Image-grounded pointing data:
════════════════

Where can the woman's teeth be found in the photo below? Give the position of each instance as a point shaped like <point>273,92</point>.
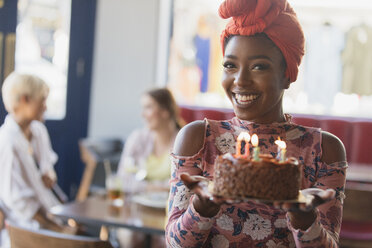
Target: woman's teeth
<point>245,99</point>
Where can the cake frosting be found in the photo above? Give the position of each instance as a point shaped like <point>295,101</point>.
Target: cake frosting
<point>240,177</point>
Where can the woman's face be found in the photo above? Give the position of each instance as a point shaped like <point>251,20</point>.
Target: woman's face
<point>253,78</point>
<point>152,113</point>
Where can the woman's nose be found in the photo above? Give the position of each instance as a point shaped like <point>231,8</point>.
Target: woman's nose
<point>242,77</point>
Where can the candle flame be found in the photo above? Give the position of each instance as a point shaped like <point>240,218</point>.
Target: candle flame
<point>244,136</point>
<point>281,144</point>
<point>254,140</point>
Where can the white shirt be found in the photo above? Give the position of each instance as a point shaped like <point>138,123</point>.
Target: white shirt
<point>21,187</point>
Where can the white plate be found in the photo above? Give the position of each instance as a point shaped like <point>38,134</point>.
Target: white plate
<point>152,199</point>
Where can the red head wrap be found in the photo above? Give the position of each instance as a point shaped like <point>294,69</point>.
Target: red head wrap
<point>275,18</point>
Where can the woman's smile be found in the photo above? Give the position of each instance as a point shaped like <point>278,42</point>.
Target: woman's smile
<point>244,100</point>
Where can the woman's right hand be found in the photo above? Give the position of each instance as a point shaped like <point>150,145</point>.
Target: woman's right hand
<point>204,203</point>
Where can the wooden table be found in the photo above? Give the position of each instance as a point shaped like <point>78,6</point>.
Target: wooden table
<point>98,211</point>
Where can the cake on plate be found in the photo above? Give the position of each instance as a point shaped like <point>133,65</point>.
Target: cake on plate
<point>237,177</point>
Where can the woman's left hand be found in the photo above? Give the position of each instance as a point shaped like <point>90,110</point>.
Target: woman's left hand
<point>303,215</point>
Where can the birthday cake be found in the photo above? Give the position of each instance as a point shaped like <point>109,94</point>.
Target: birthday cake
<point>238,177</point>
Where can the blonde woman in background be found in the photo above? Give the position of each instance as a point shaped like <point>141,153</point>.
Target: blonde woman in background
<point>26,156</point>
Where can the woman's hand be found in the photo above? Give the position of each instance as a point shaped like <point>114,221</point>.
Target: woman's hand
<point>204,203</point>
<point>303,215</point>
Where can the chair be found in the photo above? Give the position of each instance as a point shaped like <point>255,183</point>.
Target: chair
<point>93,152</point>
<point>356,229</point>
<point>21,237</point>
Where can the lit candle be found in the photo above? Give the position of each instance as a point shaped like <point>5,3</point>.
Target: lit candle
<point>281,150</point>
<point>256,149</point>
<point>246,137</point>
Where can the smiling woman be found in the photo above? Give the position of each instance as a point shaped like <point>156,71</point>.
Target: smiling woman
<point>333,30</point>
<point>263,45</point>
<point>257,62</point>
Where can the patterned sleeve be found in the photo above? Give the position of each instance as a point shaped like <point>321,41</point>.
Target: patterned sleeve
<point>324,232</point>
<point>185,228</point>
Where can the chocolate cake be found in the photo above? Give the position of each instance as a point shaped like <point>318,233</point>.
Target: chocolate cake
<point>238,177</point>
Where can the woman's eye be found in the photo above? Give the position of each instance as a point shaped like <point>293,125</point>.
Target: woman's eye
<point>260,67</point>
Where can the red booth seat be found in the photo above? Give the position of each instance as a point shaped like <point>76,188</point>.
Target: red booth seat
<point>356,134</point>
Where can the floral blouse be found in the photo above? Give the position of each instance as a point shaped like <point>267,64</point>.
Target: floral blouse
<point>254,224</point>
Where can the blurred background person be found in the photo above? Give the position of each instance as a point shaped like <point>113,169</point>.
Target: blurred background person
<point>147,149</point>
<point>26,156</point>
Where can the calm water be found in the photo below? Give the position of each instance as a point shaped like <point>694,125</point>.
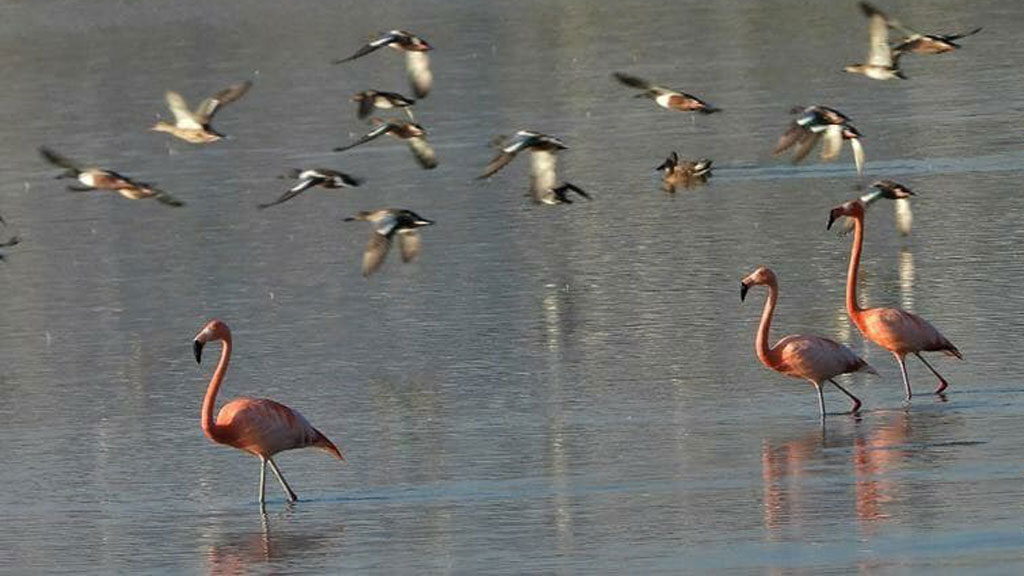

════════════════

* Aim of the task: Copy the records above from the first line through the line containing "Where can the cake frosting", both included, and leave out any pictures.

* Problem solution:
Where can the woman's teeth be found in the photo below? Give the position of each instance as a point shaped like <point>273,92</point>.
Target: woman's teeth
<point>245,99</point>
Where can the cake frosting be found in the photo above? Give the position of each instance as a point shaped like <point>295,101</point>.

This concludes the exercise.